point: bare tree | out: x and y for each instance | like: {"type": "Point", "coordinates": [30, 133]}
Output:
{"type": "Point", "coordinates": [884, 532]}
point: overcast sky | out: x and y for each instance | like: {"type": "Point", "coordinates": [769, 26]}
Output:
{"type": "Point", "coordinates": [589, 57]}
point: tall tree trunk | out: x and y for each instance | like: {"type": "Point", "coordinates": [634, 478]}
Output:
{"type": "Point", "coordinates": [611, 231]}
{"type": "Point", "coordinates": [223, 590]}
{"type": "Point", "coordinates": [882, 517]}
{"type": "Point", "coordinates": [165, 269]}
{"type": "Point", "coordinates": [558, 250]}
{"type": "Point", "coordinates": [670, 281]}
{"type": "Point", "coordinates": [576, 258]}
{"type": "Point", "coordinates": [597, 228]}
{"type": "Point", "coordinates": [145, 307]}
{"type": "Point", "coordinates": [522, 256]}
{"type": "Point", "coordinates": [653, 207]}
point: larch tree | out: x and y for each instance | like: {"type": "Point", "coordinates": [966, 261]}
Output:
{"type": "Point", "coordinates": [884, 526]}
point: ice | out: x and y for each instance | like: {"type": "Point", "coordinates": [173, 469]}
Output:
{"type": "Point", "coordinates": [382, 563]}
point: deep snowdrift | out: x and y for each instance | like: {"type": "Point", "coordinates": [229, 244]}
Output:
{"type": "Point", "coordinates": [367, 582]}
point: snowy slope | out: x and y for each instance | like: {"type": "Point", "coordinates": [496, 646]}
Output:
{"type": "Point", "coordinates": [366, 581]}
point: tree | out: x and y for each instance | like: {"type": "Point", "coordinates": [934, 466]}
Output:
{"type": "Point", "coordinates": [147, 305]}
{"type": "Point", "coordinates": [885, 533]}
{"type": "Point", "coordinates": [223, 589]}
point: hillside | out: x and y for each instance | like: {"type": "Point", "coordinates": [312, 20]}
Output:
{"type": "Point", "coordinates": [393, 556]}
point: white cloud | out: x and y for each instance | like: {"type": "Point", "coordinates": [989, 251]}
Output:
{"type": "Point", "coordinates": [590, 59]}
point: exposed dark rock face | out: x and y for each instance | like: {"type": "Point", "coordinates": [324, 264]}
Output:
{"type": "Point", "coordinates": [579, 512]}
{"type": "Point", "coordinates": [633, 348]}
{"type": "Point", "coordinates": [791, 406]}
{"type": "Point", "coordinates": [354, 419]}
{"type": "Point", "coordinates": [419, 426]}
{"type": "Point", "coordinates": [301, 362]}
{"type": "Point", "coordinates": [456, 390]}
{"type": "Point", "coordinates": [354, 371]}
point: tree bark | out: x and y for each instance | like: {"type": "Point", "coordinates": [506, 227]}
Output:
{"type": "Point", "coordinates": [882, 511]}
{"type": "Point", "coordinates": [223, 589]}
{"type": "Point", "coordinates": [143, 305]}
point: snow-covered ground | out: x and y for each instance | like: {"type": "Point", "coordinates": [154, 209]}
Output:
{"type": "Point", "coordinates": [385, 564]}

+ + + + +

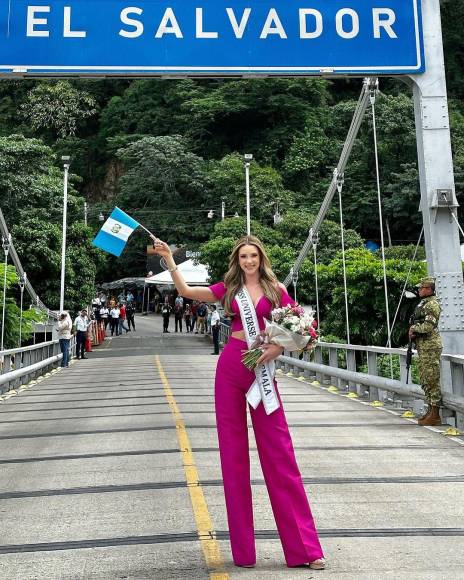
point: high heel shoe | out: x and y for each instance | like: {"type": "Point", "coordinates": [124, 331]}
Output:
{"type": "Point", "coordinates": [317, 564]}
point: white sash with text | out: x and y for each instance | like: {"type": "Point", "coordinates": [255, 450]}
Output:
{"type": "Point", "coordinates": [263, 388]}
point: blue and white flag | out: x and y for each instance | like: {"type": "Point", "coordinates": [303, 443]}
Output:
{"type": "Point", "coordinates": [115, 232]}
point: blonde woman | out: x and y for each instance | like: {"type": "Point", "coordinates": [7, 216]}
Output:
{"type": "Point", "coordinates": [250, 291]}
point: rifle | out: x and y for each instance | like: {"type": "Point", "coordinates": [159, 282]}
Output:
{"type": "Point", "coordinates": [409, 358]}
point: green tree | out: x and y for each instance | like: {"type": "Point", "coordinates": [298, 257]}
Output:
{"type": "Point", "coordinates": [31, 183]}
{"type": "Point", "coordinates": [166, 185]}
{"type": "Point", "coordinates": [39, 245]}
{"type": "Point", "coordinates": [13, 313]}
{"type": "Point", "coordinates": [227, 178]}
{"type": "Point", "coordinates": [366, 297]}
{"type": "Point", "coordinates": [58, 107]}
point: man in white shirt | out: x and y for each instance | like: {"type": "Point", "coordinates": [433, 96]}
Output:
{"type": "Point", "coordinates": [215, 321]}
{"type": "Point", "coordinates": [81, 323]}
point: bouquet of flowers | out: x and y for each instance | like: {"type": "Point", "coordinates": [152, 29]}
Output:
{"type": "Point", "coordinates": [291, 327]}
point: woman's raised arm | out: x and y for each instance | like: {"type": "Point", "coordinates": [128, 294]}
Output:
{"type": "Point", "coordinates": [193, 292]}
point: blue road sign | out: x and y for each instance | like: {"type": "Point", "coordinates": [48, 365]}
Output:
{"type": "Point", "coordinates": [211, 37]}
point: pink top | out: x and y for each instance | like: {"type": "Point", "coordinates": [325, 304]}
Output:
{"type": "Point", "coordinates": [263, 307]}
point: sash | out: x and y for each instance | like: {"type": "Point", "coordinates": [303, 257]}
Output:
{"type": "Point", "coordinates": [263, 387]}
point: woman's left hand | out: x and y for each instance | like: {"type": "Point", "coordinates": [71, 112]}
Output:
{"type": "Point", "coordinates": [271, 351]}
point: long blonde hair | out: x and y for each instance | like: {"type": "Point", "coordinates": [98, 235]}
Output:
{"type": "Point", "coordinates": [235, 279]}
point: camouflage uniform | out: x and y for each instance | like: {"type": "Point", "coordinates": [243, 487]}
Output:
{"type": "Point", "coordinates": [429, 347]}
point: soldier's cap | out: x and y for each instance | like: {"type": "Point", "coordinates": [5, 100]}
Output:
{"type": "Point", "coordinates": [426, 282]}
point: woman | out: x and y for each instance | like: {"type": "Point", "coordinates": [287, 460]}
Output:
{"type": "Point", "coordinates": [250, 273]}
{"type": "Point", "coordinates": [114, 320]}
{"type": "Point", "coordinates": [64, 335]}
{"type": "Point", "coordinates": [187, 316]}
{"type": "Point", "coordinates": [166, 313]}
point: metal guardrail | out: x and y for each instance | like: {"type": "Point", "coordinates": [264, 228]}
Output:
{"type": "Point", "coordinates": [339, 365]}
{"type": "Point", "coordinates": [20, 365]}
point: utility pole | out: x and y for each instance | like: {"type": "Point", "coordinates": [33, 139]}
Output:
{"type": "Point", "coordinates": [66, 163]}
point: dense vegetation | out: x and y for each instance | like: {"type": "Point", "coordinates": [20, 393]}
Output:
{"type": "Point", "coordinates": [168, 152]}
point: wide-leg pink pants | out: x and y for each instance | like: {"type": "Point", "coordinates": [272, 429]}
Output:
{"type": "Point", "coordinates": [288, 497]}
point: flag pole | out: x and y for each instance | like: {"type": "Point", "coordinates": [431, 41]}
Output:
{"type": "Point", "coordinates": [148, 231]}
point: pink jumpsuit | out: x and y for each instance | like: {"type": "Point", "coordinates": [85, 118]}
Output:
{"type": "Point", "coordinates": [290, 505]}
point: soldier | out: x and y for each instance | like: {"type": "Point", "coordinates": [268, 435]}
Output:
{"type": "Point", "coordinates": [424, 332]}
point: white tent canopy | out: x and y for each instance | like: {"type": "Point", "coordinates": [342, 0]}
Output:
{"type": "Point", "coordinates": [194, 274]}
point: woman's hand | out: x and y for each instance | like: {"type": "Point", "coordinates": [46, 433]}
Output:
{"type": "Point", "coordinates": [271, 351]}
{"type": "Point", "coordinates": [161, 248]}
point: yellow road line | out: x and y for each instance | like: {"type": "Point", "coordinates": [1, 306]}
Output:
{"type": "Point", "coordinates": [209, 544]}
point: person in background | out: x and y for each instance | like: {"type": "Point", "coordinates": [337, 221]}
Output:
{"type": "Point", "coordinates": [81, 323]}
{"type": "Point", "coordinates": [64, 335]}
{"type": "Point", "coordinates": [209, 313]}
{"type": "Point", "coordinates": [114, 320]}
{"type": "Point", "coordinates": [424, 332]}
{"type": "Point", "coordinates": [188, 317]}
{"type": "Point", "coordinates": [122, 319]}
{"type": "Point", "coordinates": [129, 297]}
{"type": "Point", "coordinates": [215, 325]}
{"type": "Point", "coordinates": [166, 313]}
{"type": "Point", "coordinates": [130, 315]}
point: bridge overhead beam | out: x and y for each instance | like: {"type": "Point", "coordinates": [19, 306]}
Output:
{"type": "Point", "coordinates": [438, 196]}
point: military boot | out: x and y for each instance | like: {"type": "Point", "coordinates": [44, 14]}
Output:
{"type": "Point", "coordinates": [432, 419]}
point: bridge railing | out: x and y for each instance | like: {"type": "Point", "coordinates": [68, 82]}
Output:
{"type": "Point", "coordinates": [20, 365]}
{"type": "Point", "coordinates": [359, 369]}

+ + + + +

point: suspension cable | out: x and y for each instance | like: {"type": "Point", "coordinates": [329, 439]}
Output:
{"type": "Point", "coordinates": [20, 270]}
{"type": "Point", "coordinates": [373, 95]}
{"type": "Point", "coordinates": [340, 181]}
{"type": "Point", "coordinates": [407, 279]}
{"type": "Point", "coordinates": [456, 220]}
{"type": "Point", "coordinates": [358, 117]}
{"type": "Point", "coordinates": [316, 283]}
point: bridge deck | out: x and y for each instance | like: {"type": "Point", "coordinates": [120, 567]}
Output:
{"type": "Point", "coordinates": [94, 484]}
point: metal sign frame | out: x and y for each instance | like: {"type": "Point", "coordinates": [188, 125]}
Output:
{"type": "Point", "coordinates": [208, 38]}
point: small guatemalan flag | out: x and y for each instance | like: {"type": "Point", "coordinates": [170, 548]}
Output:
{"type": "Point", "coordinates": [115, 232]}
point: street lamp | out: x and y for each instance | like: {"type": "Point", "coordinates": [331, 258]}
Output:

+ + + + +

_YOUR GOAL_
Please report each line in the data above that contains the word "soldier". Case counts.

_WRITTEN REPLY_
point: soldier's cap | out: x and y for each instance | like: {"type": "Point", "coordinates": [5, 100]}
point: soldier | out: x and y for each instance | like: {"type": "Point", "coordinates": [268, 435]}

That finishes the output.